#### Records to process

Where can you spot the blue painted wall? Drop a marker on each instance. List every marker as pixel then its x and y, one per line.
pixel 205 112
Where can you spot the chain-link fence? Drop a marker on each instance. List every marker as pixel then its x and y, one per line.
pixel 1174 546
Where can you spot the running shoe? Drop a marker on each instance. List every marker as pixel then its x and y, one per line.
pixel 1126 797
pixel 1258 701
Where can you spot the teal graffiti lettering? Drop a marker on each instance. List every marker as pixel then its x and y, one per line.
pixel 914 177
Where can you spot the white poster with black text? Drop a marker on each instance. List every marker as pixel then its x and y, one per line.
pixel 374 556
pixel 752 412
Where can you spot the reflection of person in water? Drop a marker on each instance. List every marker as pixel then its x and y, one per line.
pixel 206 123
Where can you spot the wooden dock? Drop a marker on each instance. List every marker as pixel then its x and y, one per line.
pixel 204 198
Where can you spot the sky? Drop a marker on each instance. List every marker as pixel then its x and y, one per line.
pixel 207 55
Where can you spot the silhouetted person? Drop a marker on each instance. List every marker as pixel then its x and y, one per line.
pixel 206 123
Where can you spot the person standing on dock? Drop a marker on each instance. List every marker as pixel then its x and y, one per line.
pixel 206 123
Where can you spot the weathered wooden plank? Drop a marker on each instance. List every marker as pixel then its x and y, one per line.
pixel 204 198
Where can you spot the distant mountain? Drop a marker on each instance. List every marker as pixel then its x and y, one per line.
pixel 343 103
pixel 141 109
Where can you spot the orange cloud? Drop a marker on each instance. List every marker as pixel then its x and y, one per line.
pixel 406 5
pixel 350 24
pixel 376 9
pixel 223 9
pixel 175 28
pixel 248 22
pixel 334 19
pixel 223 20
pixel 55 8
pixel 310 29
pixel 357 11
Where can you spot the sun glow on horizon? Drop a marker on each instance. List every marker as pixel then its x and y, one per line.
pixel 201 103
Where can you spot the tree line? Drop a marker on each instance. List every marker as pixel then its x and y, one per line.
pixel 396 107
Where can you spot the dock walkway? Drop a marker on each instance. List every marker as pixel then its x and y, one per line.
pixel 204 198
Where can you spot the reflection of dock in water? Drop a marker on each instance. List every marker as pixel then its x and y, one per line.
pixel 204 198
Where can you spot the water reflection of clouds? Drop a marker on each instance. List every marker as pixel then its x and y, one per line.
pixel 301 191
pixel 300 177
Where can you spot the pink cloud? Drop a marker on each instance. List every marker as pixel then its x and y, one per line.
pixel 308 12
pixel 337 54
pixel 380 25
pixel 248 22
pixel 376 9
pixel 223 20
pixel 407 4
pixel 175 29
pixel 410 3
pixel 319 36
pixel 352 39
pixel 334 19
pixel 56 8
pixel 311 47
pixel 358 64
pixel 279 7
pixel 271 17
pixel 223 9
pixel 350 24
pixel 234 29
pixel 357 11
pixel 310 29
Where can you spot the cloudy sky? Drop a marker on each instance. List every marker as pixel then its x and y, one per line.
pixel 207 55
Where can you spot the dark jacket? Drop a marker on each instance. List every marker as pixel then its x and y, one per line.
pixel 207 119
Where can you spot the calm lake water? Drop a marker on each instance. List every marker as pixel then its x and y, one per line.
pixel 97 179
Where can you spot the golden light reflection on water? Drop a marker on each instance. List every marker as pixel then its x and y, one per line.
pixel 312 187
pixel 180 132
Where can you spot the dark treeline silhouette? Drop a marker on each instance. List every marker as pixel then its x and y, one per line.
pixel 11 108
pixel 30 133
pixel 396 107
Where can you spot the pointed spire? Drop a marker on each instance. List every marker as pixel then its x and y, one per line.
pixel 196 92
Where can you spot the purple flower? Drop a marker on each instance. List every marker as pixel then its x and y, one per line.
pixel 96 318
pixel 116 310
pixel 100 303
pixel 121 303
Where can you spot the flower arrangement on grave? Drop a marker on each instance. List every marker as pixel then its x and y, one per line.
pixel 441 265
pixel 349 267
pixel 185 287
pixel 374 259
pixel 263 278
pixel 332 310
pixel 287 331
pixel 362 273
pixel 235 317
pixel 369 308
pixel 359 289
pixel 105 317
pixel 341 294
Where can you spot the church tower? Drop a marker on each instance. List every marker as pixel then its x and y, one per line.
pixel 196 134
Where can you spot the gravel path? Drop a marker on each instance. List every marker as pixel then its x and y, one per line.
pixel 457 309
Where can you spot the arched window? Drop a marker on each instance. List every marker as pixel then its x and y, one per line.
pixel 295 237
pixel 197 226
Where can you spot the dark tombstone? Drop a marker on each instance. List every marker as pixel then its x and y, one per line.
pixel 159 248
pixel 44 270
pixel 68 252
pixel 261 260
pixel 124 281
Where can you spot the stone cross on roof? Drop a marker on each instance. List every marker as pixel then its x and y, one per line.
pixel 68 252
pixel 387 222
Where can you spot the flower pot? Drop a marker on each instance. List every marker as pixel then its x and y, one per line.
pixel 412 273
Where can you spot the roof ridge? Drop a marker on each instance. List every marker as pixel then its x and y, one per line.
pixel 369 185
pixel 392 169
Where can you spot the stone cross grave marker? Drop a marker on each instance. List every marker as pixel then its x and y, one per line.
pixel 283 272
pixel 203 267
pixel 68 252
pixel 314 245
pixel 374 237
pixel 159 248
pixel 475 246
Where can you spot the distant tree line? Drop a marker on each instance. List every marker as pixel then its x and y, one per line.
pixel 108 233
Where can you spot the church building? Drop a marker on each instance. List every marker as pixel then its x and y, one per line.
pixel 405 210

########

To do: Each record must be reproduced exactly, with nothing missing.

Response for this exercise:
Where can you spot the blue painted wall? Drop a marker on each instance. List every marker as pixel then its x and y, one per line.
pixel 205 112
Where can you spot the chain-link fence? Drop a marker on each instance. List every marker as pixel then its x and y, one per line.
pixel 1174 546
Where can you spot the running shoe? Drop a marker on each instance. List every marker as pixel then its x and y, one per line.
pixel 1126 797
pixel 1258 701
Where can you spot the teal graffiti lettering? Drop a marker on each instance. List every marker as pixel then its x and y, one per line.
pixel 914 177
Where can you spot the white poster with black text? Drop a marker on each instance. List every marker as pixel then its x and y, one per line.
pixel 374 556
pixel 752 412
Where can you spot the reflection of person in water? Drop a marker on each instance. List every marker as pixel then its x and y, one per line.
pixel 206 123
Where can you spot the wooden dock? Drop a marker on each instance. List every marker as pixel then its x and y, one per line.
pixel 204 198
Where can you spot the sky? Drop a marker on each instance. List every marker as pixel then its x and y, one per line.
pixel 207 55
Where can you spot the silhouetted person? Drop a marker on each instance. List every marker as pixel then its x and y, one per line.
pixel 206 123
Where can you spot the person standing on dock? Drop a marker on each instance. List every marker as pixel then its x and y, one per line.
pixel 206 123
Where can you spot the weathered wooden plank? Drop a marker on each instance. List every marker as pixel then its x and y, one per line.
pixel 204 198
Where can you spot the distant mountain? Drop a marker on each instance. List every marker as pixel then its x and y, one per line.
pixel 343 103
pixel 141 109
Where can you spot the orange cloud? Drop a marker on each instance. List every marker as pixel then its x and y, one per line.
pixel 406 5
pixel 350 24
pixel 376 9
pixel 223 9
pixel 175 28
pixel 248 22
pixel 334 19
pixel 223 20
pixel 55 8
pixel 310 29
pixel 357 11
Where can you spot the sun glow on horizon? Drop a marker on each instance. List every marker as pixel then its x and y, one per line.
pixel 201 103
Where can you spot the tree line? Drop a marker on each instance. List every marker as pixel then its x and y, one per line.
pixel 396 107
Where can you spot the dock walkway? Drop a marker on each instance. List every marker as pixel then its x and y, one per line.
pixel 204 198
Where can you spot the reflection of dock in water? Drop a marker on each instance. List every marker as pixel then its x and y, one per line.
pixel 204 198
Where can you spot the water reflection of clouds? Drop a marker on each instance. List every marker as pixel then its x and y, one per line.
pixel 301 191
pixel 300 177
Where can you spot the pink cloud? Drop a marker on each instance. List every marker as pixel then its x and y, one per line.
pixel 308 12
pixel 337 54
pixel 380 25
pixel 248 22
pixel 376 9
pixel 223 20
pixel 407 4
pixel 175 29
pixel 410 3
pixel 319 36
pixel 352 39
pixel 334 19
pixel 56 8
pixel 311 47
pixel 358 64
pixel 279 7
pixel 271 17
pixel 223 9
pixel 350 24
pixel 234 29
pixel 357 11
pixel 310 29
Where can you spot the cloudy sky? Drop a marker on each instance. List every marker as pixel then its x and y, one per line.
pixel 207 55
Where can you spot the dark jacket? Drop a marker on each instance. List every marker as pixel then its x and y, one per line.
pixel 207 119
Where can you spot the calm lake water? Drop a marker on each instance. List every marker as pixel then its x and y, one per line.
pixel 97 179
Where can you spot the golden light reflection on water? Drop a marker on each instance. List every marker as pixel then its x and y, one per line.
pixel 312 187
pixel 180 132
Where can you spot the dark treeline silhouette? Drop a marker on each instance. List every marker as pixel then its x and y, one per line.
pixel 11 108
pixel 30 133
pixel 396 107
Where can you spot the pointed spire? Drop a marker on each instance. List every marker as pixel then its x and y, one per line.
pixel 196 92
Where can you spot the purple flower? Drop a marker on each instance. List every marker as pixel then its x and y, one per line.
pixel 96 318
pixel 116 310
pixel 100 303
pixel 121 303
Where can you spot the flower arrangement on grave? Drop a marker on each instance. List every marker as pixel then its x and y, one per line.
pixel 441 265
pixel 349 267
pixel 185 287
pixel 374 259
pixel 263 278
pixel 332 310
pixel 287 331
pixel 362 273
pixel 235 317
pixel 369 308
pixel 359 289
pixel 105 317
pixel 341 294
Where can you spot the church tower? Drop a marker on each instance. List every marker as pixel then its x and y, one per line.
pixel 196 134
Where can you spot the gravel path? Drop a marker on each instance. List every marker as pixel then its x and y, one per line.
pixel 457 309
Where can you spot the arched window? Drop a marker on each instance. List every marker as pixel then its x and y, one per line.
pixel 295 237
pixel 197 226
Where can you spot the dark tombstone? Drop a marker on each instance. List every marker as pixel then its x and y, one per line.
pixel 159 248
pixel 44 270
pixel 68 252
pixel 261 260
pixel 124 281
Where can you spot the stone cross on roof? Drop a marker on each instance. List every marker as pixel then its x and y, one per line.
pixel 68 252
pixel 387 222
Where can you spot the flower pot? Drop a marker on each instance. List every marker as pixel then its x and y, one per line.
pixel 412 273
Where can you spot the roof ridge? Drop a marker on each instance. List every marker as pixel then its x and y, one per line.
pixel 369 185
pixel 392 169
Where can you spot the stone cross grave marker? Drop a marker on each instance. List every marker as pixel then its x and y, one per line.
pixel 283 272
pixel 203 267
pixel 68 252
pixel 314 245
pixel 374 237
pixel 159 248
pixel 475 246
Where can you spot the distant tree line? Drop a marker on each instance. List every marker as pixel then its x and y, one per line.
pixel 108 233
Where can you spot the church building? Drop a marker on each instance. List every marker as pixel then its x and y, one per line.
pixel 405 210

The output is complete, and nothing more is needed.